Data to use »
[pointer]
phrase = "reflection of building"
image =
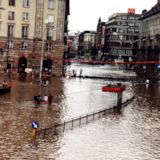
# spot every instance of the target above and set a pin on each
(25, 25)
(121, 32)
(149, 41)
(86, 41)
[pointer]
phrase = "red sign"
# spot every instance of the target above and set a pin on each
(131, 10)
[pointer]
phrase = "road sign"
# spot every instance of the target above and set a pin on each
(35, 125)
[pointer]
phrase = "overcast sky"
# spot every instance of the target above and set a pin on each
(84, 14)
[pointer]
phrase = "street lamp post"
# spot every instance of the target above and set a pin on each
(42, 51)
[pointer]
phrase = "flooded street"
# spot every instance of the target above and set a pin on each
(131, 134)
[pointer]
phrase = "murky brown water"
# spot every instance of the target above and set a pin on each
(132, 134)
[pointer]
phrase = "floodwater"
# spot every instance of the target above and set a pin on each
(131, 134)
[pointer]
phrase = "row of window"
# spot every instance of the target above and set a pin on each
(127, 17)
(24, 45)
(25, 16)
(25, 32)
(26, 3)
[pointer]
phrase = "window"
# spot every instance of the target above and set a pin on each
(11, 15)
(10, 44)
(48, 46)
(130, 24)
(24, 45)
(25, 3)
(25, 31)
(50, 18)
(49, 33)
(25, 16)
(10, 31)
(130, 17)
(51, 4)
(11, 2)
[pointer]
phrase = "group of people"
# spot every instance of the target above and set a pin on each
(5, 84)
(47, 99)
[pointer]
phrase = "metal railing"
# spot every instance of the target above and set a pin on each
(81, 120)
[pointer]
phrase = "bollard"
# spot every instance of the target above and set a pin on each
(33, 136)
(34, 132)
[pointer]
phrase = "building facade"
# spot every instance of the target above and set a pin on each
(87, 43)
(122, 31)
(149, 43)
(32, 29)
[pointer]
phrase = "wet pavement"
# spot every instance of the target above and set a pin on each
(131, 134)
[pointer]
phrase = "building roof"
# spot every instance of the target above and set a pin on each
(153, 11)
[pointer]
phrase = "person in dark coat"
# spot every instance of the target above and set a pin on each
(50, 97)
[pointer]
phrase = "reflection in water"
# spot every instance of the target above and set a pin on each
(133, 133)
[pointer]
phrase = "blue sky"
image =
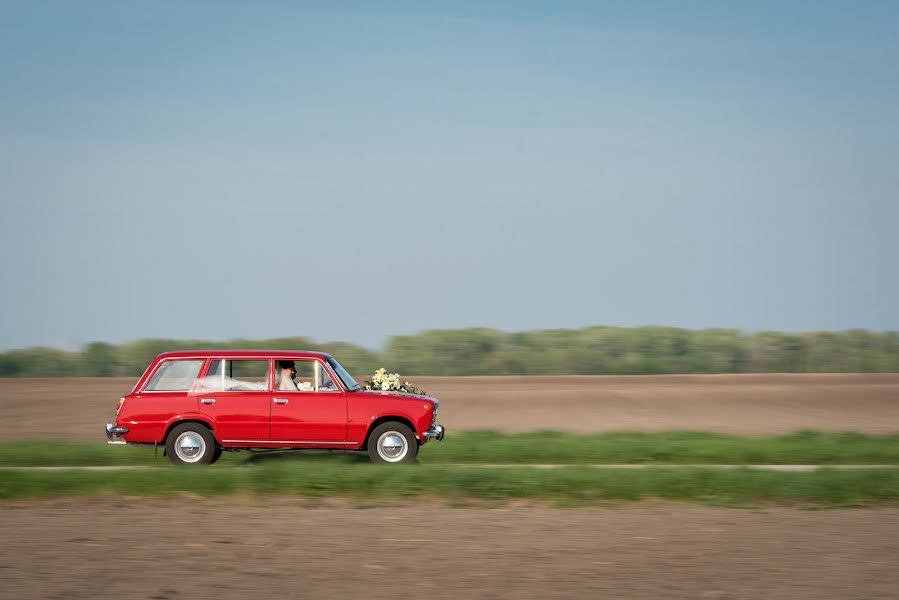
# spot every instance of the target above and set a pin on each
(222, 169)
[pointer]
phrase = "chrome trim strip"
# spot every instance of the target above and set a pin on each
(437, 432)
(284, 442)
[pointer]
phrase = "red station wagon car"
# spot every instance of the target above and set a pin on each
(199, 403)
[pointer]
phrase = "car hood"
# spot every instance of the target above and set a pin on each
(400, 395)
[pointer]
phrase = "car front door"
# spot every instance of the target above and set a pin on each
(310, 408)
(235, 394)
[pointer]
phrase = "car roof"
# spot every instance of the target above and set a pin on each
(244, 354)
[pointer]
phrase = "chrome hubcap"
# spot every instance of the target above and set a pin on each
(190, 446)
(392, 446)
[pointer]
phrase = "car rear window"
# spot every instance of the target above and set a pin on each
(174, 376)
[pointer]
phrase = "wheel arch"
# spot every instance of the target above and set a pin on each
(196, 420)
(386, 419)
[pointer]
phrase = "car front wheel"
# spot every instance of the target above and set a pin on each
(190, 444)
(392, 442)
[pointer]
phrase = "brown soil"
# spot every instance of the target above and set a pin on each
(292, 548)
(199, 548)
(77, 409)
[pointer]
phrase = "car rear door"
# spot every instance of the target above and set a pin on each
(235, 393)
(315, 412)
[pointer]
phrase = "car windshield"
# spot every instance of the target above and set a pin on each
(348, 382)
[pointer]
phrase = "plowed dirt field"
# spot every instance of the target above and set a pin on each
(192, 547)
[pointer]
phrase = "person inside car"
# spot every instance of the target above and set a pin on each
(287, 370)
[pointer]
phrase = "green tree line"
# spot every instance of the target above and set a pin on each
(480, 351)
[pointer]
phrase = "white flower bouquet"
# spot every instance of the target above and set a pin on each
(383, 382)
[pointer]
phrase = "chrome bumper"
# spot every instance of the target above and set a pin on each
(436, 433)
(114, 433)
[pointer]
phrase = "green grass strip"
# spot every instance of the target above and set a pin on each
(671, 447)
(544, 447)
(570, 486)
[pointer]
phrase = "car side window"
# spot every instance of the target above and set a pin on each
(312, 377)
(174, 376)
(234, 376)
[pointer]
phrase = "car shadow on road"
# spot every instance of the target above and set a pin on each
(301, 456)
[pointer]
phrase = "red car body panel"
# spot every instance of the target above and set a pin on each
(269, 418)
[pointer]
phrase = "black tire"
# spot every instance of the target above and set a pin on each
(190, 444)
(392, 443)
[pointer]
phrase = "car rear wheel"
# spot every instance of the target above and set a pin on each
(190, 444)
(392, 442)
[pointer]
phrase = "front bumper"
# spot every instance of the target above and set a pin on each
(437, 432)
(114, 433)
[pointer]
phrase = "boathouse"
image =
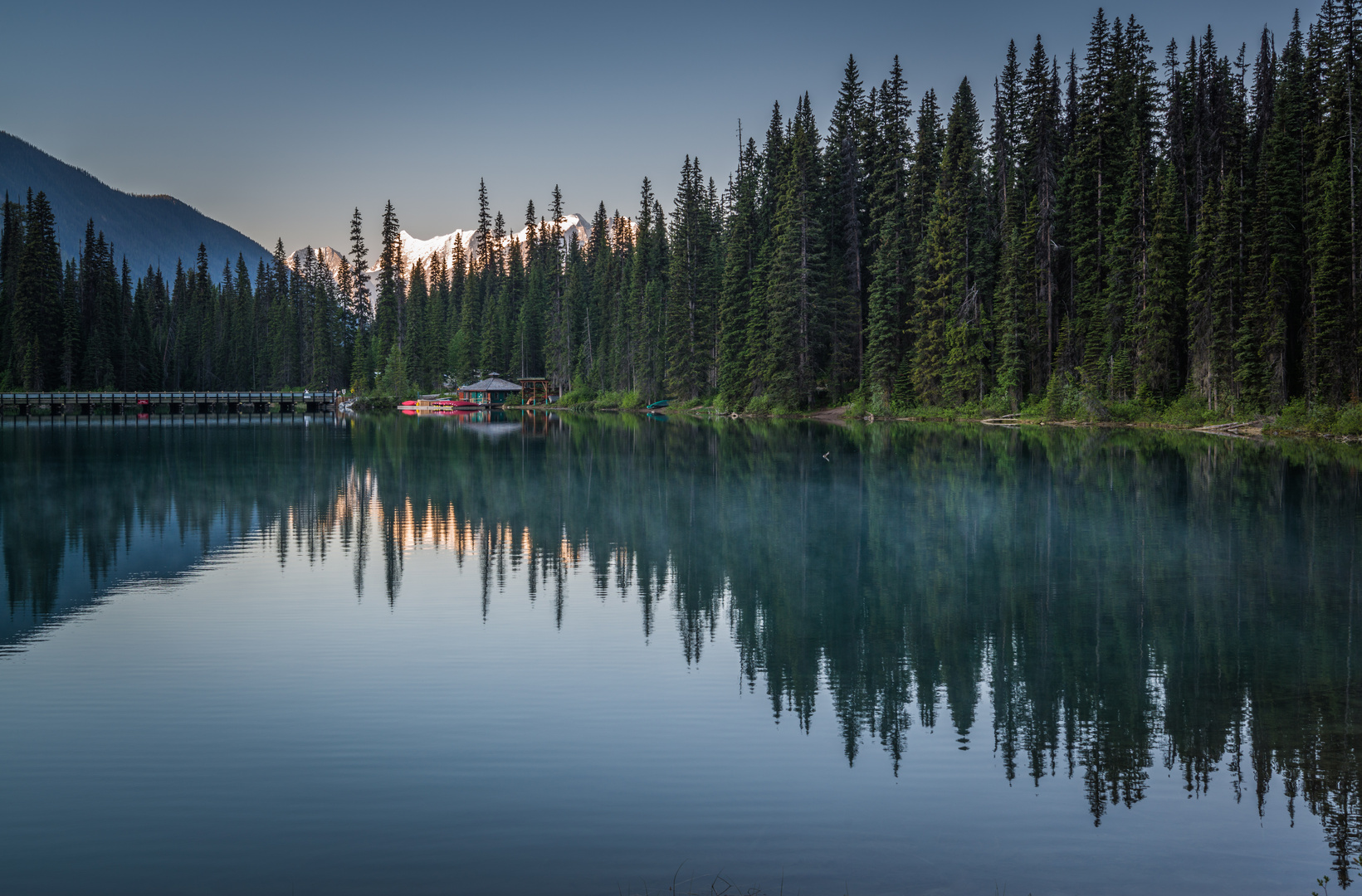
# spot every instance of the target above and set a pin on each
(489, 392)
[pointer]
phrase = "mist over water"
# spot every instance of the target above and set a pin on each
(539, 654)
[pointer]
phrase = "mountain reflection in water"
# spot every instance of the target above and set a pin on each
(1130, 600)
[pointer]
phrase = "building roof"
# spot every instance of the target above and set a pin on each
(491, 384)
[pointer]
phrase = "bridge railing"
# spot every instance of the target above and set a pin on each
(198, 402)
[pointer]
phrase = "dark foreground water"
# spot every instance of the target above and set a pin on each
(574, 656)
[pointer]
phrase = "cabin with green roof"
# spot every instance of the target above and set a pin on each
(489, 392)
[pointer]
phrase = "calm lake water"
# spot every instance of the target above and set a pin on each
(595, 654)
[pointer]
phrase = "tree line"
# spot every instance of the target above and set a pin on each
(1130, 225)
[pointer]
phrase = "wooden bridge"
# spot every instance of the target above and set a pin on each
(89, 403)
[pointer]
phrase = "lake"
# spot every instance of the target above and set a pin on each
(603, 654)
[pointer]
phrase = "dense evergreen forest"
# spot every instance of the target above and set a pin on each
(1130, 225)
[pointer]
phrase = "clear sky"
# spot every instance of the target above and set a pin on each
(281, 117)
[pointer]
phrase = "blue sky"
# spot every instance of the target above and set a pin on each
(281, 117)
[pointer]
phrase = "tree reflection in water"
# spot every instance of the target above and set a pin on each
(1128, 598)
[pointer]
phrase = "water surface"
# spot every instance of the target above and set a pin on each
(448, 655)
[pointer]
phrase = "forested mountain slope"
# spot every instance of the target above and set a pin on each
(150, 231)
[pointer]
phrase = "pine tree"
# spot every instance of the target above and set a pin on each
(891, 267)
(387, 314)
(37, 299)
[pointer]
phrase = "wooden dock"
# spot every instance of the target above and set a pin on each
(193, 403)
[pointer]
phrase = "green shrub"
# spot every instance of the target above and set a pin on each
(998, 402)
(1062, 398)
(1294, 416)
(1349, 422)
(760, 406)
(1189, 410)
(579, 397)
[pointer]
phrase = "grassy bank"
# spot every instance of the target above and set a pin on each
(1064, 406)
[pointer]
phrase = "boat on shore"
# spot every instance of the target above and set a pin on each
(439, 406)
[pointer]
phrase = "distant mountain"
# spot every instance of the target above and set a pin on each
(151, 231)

Task »
Each record above is to be written out exactly; the pictures are not.

Answer to this task »
[pointer]
phrase = "reflection of building"
image =
# spot every instance of the target above and set a pin on each
(25, 25)
(121, 32)
(149, 41)
(86, 41)
[pointer]
phrase = "red sign"
# spot every instance of the target above and set a pin on each
(131, 10)
[pointer]
phrase = "road sign"
# spot every instance of the target above and set a pin on each
(35, 125)
[pointer]
phrase = "overcast sky"
# spot every instance of the target above and set a pin on each
(84, 14)
[pointer]
phrase = "street lamp post"
# spot every instance of the target above and set a pin on each
(42, 51)
[pointer]
phrase = "flooded street"
# spot every instance of the target above and set a pin on each
(131, 134)
[pointer]
phrase = "murky brown water"
# spot every instance of the target above and set a pin on each
(132, 134)
[pointer]
phrase = "floodwater"
# spot every instance of the target above and set a pin on each
(131, 134)
[pointer]
phrase = "row of window"
# spot every instance of the target above and set a pin on each
(127, 17)
(24, 45)
(25, 16)
(25, 32)
(26, 3)
[pointer]
phrase = "window"
# spot every instance of the target above and set a pin on each
(11, 15)
(10, 44)
(48, 46)
(130, 24)
(24, 45)
(25, 3)
(25, 31)
(50, 18)
(49, 33)
(25, 16)
(10, 31)
(130, 17)
(51, 4)
(11, 2)
[pointer]
phrase = "group of people"
# spot every instance of the target above and set a pin on each
(5, 84)
(47, 99)
[pointer]
phrase = "metal railing"
# spot every instance of the target above and set a pin on each
(81, 120)
[pointer]
phrase = "bollard"
# spot every instance of the target above and set a pin on each
(33, 136)
(34, 132)
[pointer]
phrase = "building facade"
# spot every instance of the target above and set a pin on each
(87, 43)
(122, 31)
(149, 43)
(32, 29)
[pointer]
phrase = "wet pavement"
# spot every instance of the target above and set a pin on each
(131, 134)
[pointer]
phrase = "building roof"
# spot every instance of the target above and set a pin on each
(153, 11)
[pointer]
phrase = "person in dark coat"
# spot every instance of the target above and set a pin on each
(50, 97)
[pointer]
phrase = "reflection in water"
# spot every instance of the target above and set a pin on each
(133, 133)
[pointer]
phrase = "blue sky"
image =
# spot every instance of the target above and set a pin on each
(222, 169)
[pointer]
phrase = "chrome trim strip"
# spot every instance of the target above and set a pin on each
(437, 432)
(284, 442)
[pointer]
phrase = "red station wagon car"
# spot every instance of the target above and set a pin on each
(199, 403)
[pointer]
phrase = "car hood"
# spot every instance of the target above and set a pin on each
(400, 395)
[pointer]
phrase = "car front door"
# spot every instance of the target above and set a pin on each
(310, 408)
(235, 394)
[pointer]
phrase = "car roof"
# spot every instance of the target above and set a pin on each
(244, 354)
[pointer]
phrase = "chrome hubcap"
# spot every instance of the target above and set a pin on each
(190, 446)
(392, 446)
[pointer]
phrase = "car rear window"
# spot every instance of the target above and set a pin on each
(174, 376)
[pointer]
phrase = "wheel arch"
# spot every instance of the target above and set a pin on each
(196, 420)
(386, 419)
[pointer]
phrase = "car front wheel"
# spot every instance of the target above and set a pin on each
(190, 444)
(392, 442)
[pointer]
phrase = "brown soil"
# spot every instance of the target above and set a pin on each
(292, 548)
(199, 548)
(77, 409)
[pointer]
phrase = "car rear door"
# spot every instance of the target above and set a pin on each
(235, 393)
(315, 412)
[pointer]
phrase = "car windshield"
# spot every instance of the target above and set a pin on each
(348, 382)
[pointer]
phrase = "plowed dirt field"
# spot every instance of the target above and set a pin on each
(192, 547)
[pointer]
phrase = "person inside car"
# spot every instance of the target above and set a pin on each
(287, 370)
[pointer]
phrase = "green tree line"
# spot every instance of the target above and set a pin on each
(480, 351)
[pointer]
phrase = "white flower bouquet"
# spot every instance of the target above and set a pin on each
(383, 382)
[pointer]
phrase = "chrome bumper"
# spot every instance of the target above and set a pin on each
(436, 433)
(114, 433)
[pointer]
phrase = "green grass strip"
# spot every instance of the target above and set a pin on each
(671, 447)
(544, 447)
(570, 486)
[pointer]
phrase = "car side window"
# spot every instance of the target above and set a pin on each
(312, 377)
(174, 376)
(234, 376)
[pointer]
phrase = "car shadow on road"
# spot every instance of the target above and set a pin on each
(301, 456)
[pointer]
phrase = "red car body panel"
# spot every instance of the target above and set a pin on each
(269, 418)
[pointer]
phrase = "black tire"
# spot every instance of the target above and set a pin on each
(190, 444)
(392, 443)
[pointer]
phrase = "car rear wheel"
# spot every instance of the target above and set a pin on each
(190, 444)
(392, 442)
[pointer]
phrase = "front bumper"
# spot every instance of the target above and set a pin on each
(437, 432)
(114, 433)
[pointer]
phrase = "boathouse"
image =
# spot every instance of the target above and set a pin on each
(489, 392)
[pointer]
phrase = "mist over water"
# spot every instance of the target above and set a pin on each
(539, 654)
[pointer]
phrase = "mountain reflection in water"
# spot every instance of the target above and set a pin on each
(1130, 600)
[pointer]
phrase = "building roof"
# spot every instance of the target above and set a pin on each
(491, 384)
[pointer]
phrase = "bridge railing"
# spot every instance of the target above and set a pin on each
(198, 402)
[pointer]
phrase = "dark foreground water"
# spot every instance of the target above and set a pin on each
(574, 656)
[pointer]
phrase = "cabin with green roof"
# spot every instance of the target above and set a pin on each
(489, 392)
[pointer]
phrase = "calm lake water"
# spot every instance of the target above and set a pin on each
(595, 654)
[pointer]
phrase = "tree line"
# spot every instance of the target above and set a pin on each
(1130, 225)
[pointer]
phrase = "wooden bridge"
# spot every instance of the target above and set a pin on each
(89, 403)
[pointer]
phrase = "lake"
# spot every instance of the target above and set a pin on each
(603, 654)
[pointer]
phrase = "dense evergreen forest"
# spot every instance of the target above and set a pin on each
(1130, 225)
[pointer]
phrase = "clear sky"
# spot every instance of the target above and set a pin on each
(281, 117)
[pointer]
phrase = "blue sky"
# spot every instance of the target above and set a pin on each
(281, 117)
[pointer]
phrase = "tree reflection in water"
# spot every instance of the target above and set a pin on each
(1128, 598)
[pointer]
phrase = "water surface"
# spot every instance of the target above and set a pin on each
(448, 655)
[pointer]
phrase = "forested mountain slope"
# spot every instance of the target above and set a pin on each
(150, 231)
[pointer]
phrase = "pine tree"
# spot every instance of the target above and set a pin on each
(891, 267)
(387, 314)
(37, 299)
[pointer]
phrase = "wooden dock"
# spot every instance of the target above and set a pin on each
(193, 403)
[pointer]
phrase = "green shrub"
# spot every instance of the target above and set a pin on each
(998, 402)
(1062, 398)
(1294, 416)
(1349, 422)
(760, 406)
(1189, 410)
(579, 397)
[pointer]
phrase = "grassy bank"
# spot every instance of the target above and set a pin on each
(1064, 406)
[pointer]
phrase = "boat on shore"
# spot every instance of the target above and set a pin on each
(439, 406)
[pointer]
phrase = "distant mountain"
# spot every instance of the target above and set a pin on each
(151, 231)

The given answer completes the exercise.